Source excerpt
Life Happens

01 Dec 2013

Life Happens

How a devastating flood taught one loner the power of community Essay and Photos by Lisa Marshall At 10 a.m. on Sept. 15, the fire chief in the quiet mountain hamlet I’ve called home for 18 years stood before a crowd of dazed residents huddled in the rain outside the station and spoke these unfathomable words: “Pinewood Springs is uninhabitable.”

We had gone three days without power, heat, water or phones. The stretch of U.S. Highway 36 connecting us to Lyons nine miles to the east and Estes Park 11 miles to the west had been reduced to an impassable chasm in a dozen places. Churning, coffee-colored rivers flowed where our neighborhood roads once passed. Power lines dangled. Our local water system was in ruin. 

Our community was an island, with no way in or out by car for the foreseeable future.

“Once the rain breaks, the choppers will start taking people out,” the chief told us. We should winterize our houses, double-bag our trash in hopes of keeping the bears away, and lock up. It could be months before we could return. “Those who don’t leave in the next day or so will be on their own.”

Data shown
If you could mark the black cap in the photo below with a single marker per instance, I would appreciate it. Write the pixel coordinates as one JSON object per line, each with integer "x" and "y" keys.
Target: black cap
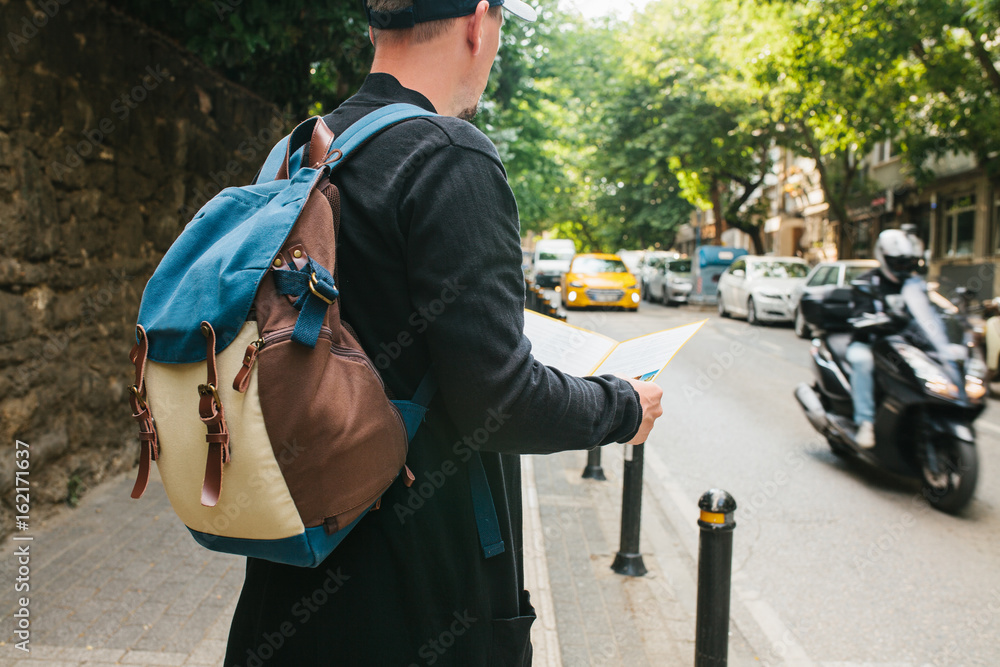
{"x": 434, "y": 10}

What is required
Retype the stretch of the flood essay above from "01 Dec 2013" through "the foreseeable future.", keeping every word and punctuation mark unchanged.

Solution below
01 Dec 2013

Life Happens

How a devastating flood taught one loner the power of community Essay and Photos by Lisa Marshall At 10 a.m. on Sept. 15, the fire chief in the quiet mountain hamlet I’ve called home for 18 years stood before a crowd of dazed residents huddled in the rain outside the station and spoke these unfathomable words: “Pinewood Springs is uninhabitable.”

We had gone three days without power, heat, water or phones. The stretch of U.S. Highway 36 connecting us to Lyons nine miles to the east and Estes Park 11 miles to the west had been reduced to an impassable chasm in a dozen places. Churning, coffee-colored rivers flowed where our neighborhood roads once passed. Power lines dangled. Our local water system was in ruin. 

Our community was an island, with no way in or out by car for the foreseeable future.